> [ページ抜粋]
╔══

近年よく耳にする「ECマーケティング」。
実際に消費者としても運営としてもECサイトを利用している人数は年々増加しています。
ではどうすればECサイトの売り上げは向上するのでしょうか?
今回はECマーケティングの側面からECサイトの売上向上に必要な要素を紐解き、これらに深く関わるレコメンドエンジンについて解説します。
ECマーケティングのポイント3選
ECマーケティングの売上は、(アクセス数)×(購入率)×(客単価)の三つの要素で表されます。そこでそれぞれの要素を改善していくためのポイントを紹介していきます。
●集客(アクセス数)
当たり前ですが、ECマーケティングにおいて訪問者数が少ないと売上は思うように上がりません。ここでは即効性のあるものから中長期的に取り組むべきものまで基本的な集客施策を紹介します。
・広告
ECサイトの集客は以下の3種類の広告を優先的に取り組みましょう。
- Googleショッピング広告(商品画像や価格などの情報があわせて表示される広告)
- リスティング広告(検索語句に関連したテキスト広告)
- SNS広告(InstagramやTwitterなどのSNSを用いた広告)
自社のサービス/商品の特徴に合わせてこれらの広告を活用することでアクセス数、購入率の向上が見込めます。

╚══

> [データ抜粋]
╔══

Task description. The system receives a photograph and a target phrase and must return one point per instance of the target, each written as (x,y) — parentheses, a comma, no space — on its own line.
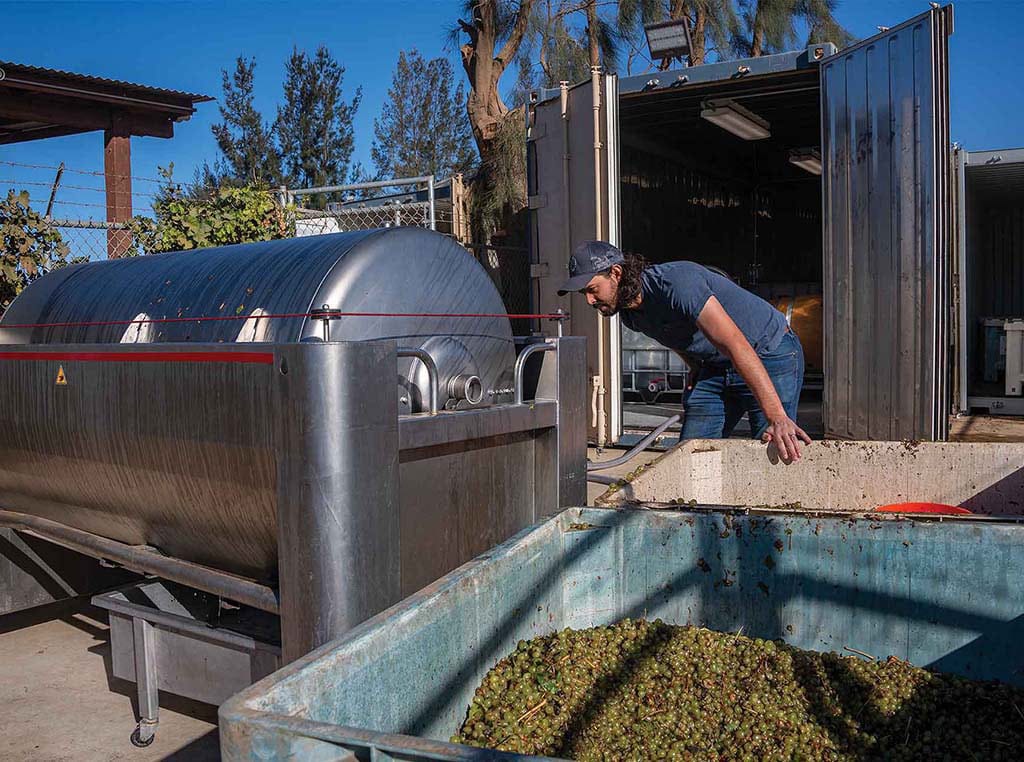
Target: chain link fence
(420,202)
(89,239)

╚══

> [設問 1]
次の(a)〜(c)の記述がページ抜粋の内容と一致するかどうかを「はい」か「いいえ」で答え、判断の決め手となる本文の語句を一字一句そのまま引用してください。
(a) ECマーケティングの売上は、アクセス数・購入率・客単価の三つの要素で表される。
(b) リスティング広告とは、商品画像や価格などの情報があわせて表示される広告である。
(c) ECサイトを利用している人数は年々減少している。
> [設問 2] ページ抜粋でSNS広告の例に挙がっているSNSを答えてください。

> [正解 1]
(a) はい。「ECマーケティングの売上は、(アクセス数)×(購入率)×(客単価)の三つの要素で表されます。」
(b) いいえ。「リスティング広告(検索語句に関連したテキスト広告)」
(c) いいえ。「ECサイトを利用している人数は年々増加しています。」

> [正解 2] InstagramやTwitterです。